Reproduce every line of the data below, unchanged and in the same order.
Start Record list
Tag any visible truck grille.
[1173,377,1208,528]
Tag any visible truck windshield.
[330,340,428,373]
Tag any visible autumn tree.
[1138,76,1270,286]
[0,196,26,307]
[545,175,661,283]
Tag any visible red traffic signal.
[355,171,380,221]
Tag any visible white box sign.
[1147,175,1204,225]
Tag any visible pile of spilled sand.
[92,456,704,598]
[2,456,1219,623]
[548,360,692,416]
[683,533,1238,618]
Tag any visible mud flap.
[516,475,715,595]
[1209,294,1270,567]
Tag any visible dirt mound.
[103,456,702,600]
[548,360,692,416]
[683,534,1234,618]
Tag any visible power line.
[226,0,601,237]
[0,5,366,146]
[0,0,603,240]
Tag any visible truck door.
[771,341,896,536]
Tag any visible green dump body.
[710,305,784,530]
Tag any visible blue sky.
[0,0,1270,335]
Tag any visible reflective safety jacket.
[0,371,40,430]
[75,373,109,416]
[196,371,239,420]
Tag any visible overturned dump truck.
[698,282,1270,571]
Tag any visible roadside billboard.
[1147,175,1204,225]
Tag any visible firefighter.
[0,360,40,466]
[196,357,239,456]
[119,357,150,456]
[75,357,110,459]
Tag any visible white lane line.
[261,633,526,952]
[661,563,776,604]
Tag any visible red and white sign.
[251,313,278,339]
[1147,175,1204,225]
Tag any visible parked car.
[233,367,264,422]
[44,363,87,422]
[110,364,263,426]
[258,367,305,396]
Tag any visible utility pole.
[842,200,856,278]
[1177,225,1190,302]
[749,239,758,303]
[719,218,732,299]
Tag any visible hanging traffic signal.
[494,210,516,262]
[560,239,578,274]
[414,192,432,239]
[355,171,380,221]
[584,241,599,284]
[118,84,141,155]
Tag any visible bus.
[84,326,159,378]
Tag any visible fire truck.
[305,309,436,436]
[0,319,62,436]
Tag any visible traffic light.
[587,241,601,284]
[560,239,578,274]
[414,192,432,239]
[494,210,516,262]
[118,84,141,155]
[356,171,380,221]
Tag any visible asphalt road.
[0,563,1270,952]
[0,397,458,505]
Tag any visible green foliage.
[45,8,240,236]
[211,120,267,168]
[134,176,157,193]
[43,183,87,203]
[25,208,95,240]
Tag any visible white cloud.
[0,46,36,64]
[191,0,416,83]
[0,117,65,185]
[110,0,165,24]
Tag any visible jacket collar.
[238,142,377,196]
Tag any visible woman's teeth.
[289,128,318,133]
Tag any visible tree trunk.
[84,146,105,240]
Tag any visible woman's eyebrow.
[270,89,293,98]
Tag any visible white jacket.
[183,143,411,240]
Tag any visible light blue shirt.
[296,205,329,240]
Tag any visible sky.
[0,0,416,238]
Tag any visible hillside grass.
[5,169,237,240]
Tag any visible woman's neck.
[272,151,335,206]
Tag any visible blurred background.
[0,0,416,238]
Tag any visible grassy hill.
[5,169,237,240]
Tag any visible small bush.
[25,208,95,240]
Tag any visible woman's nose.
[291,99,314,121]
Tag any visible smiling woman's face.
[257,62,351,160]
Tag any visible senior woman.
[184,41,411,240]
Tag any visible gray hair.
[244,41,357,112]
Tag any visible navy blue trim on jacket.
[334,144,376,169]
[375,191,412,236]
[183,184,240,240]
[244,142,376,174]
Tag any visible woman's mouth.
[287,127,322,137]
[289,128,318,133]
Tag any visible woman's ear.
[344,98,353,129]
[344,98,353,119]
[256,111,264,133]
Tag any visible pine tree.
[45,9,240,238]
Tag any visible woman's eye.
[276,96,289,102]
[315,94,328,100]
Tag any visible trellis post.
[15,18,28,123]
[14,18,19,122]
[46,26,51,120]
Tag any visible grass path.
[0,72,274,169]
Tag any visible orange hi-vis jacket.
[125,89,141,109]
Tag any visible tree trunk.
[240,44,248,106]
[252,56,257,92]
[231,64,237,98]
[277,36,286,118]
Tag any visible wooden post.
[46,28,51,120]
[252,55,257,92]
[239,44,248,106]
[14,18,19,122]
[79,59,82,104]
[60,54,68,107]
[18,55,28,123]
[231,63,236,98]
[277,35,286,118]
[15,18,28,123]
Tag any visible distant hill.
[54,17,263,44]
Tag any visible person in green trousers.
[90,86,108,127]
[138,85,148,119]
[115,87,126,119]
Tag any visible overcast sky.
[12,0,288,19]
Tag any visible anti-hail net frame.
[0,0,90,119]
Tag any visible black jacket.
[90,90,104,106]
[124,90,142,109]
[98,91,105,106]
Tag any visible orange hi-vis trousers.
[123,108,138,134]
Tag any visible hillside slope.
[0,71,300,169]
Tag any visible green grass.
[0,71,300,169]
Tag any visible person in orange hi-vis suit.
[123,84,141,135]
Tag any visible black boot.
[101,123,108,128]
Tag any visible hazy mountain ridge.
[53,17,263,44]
End Record list
◆ Solution to the problem ◆
Tag any visible truck grille.
[1173,377,1208,528]
Tag any visible truck windshield.
[330,340,428,373]
Tag any visible autumn tree.
[1138,76,1270,286]
[0,196,26,307]
[545,175,661,283]
Tag any visible red traffic signal.
[355,171,380,221]
Tag any visible white box sign.
[1147,175,1204,225]
Tag any visible pile of spilled sand.
[92,456,704,598]
[2,456,1219,623]
[548,360,692,416]
[683,533,1238,618]
Tag any visible mud flap.
[516,475,715,595]
[1209,294,1270,567]
Tag any visible dirt mound.
[103,456,702,600]
[548,360,692,416]
[683,534,1234,618]
Tag any visible power line.
[226,0,601,237]
[0,5,366,146]
[0,0,603,240]
Tag any visible truck door.
[771,341,896,536]
Tag any visible green dump body.
[710,305,784,530]
Tag any visible blue sky.
[0,0,1270,335]
Tag any visible reflective safety jacket.
[0,371,40,430]
[75,373,109,416]
[196,371,239,420]
Tag any visible overturned dump truck.
[698,282,1270,571]
Tag any visible roadside billboard.
[1147,175,1204,225]
Tag any visible firefighter.
[0,360,40,466]
[196,357,239,456]
[119,357,150,456]
[75,357,110,459]
Tag any visible white lane line.
[261,633,526,952]
[661,563,776,604]
Tag any visible red and white sign.
[251,313,278,339]
[1147,175,1204,225]
Tag any visible parked car.
[233,367,264,422]
[44,363,87,422]
[110,364,263,426]
[258,367,305,396]
Tag any visible utility pole.
[842,200,856,278]
[1177,225,1190,302]
[749,239,758,303]
[719,218,732,299]
Tag any visible hanging traffic signal.
[494,210,516,262]
[560,239,578,274]
[414,192,432,239]
[355,171,380,221]
[584,241,599,284]
[118,84,141,155]
Tag any visible bus.
[84,326,159,378]
Tag any visible fire truck.
[305,309,436,436]
[0,319,62,436]
Tag any visible traffic light.
[587,241,601,284]
[560,239,578,274]
[414,192,432,239]
[494,210,516,262]
[118,84,141,155]
[356,171,380,221]
Tag any visible asphalt road.
[0,563,1270,952]
[0,397,458,505]
Tag any visible green foliage.
[45,8,240,236]
[211,120,267,168]
[134,176,157,193]
[43,183,87,203]
[25,208,95,240]
Tag any visible white cloud.
[0,46,36,64]
[191,0,416,83]
[0,117,65,185]
[110,0,165,24]
Tag any visible jacket collar.
[238,142,377,196]
Tag any visible woman's teeth.
[289,128,318,133]
Tag any visible tree trunk.
[84,146,105,240]
Tag any visible woman's eyebrow.
[270,89,293,98]
Tag any visible white jacket.
[183,143,411,240]
Tag any visible light blue shirt.
[296,205,329,240]
Tag any visible sky.
[0,0,416,238]
Tag any visible hillside grass.
[5,169,237,240]
Tag any visible woman's neck.
[272,151,335,206]
Tag any visible blurred background.
[0,0,416,238]
Tag any visible grassy hill.
[5,169,237,240]
Tag any visible small bush.
[25,208,95,240]
Tag any visible woman's nose.
[291,99,314,121]
Tag any visible smiling woman's face.
[257,62,351,160]
Tag any visible senior woman.
[184,41,411,240]
Tag any visible gray hair.
[244,41,357,112]
Tag any visible navy blue trim on jacket.
[334,144,376,169]
[375,191,412,236]
[183,184,240,240]
[244,142,376,174]
Tag any visible woman's mouth.
[287,127,322,137]
[289,128,318,133]
Tag any visible woman's ear.
[344,98,353,129]
[344,98,353,119]
[256,111,264,133]
Tag any visible pine tree.
[45,9,240,238]
Tag any visible woman's eye.
[276,96,289,102]
[315,94,328,100]
Tag any visible trellis post.
[15,18,28,123]
[14,18,19,122]
[46,26,51,120]
Tag any visible grass path.
[0,72,274,169]
Tag any visible orange hi-vis jacket.
[125,89,141,109]
Tag any visible tree trunk.
[240,44,248,106]
[252,56,257,92]
[231,64,237,98]
[277,36,286,118]
Tag any visible wooden post.
[46,28,51,120]
[252,55,257,92]
[239,44,248,106]
[14,18,19,122]
[79,59,82,104]
[60,54,68,107]
[18,55,28,123]
[231,63,236,98]
[277,35,286,118]
[15,18,28,123]
Tag any visible distant hill.
[54,17,263,44]
Tag any visible person in green trousers.
[90,86,108,127]
[138,85,148,119]
[115,87,126,119]
Tag any visible overcast sky.
[12,0,288,19]
Tag any visible anti-hail net frame.
[0,0,90,119]
Tag any visible black jacket.
[90,90,104,106]
[124,90,142,109]
[98,91,105,106]
Tag any visible orange hi-vis trousers.
[123,108,138,134]
Tag any visible hillside slope.
[0,71,300,169]
Tag any visible green grass.
[0,71,300,169]
Tag any visible person in orange hi-vis suit.
[123,84,141,135]
Tag any visible black boot.
[101,123,108,128]
Tag any visible hazy mountain ridge.
[53,17,263,44]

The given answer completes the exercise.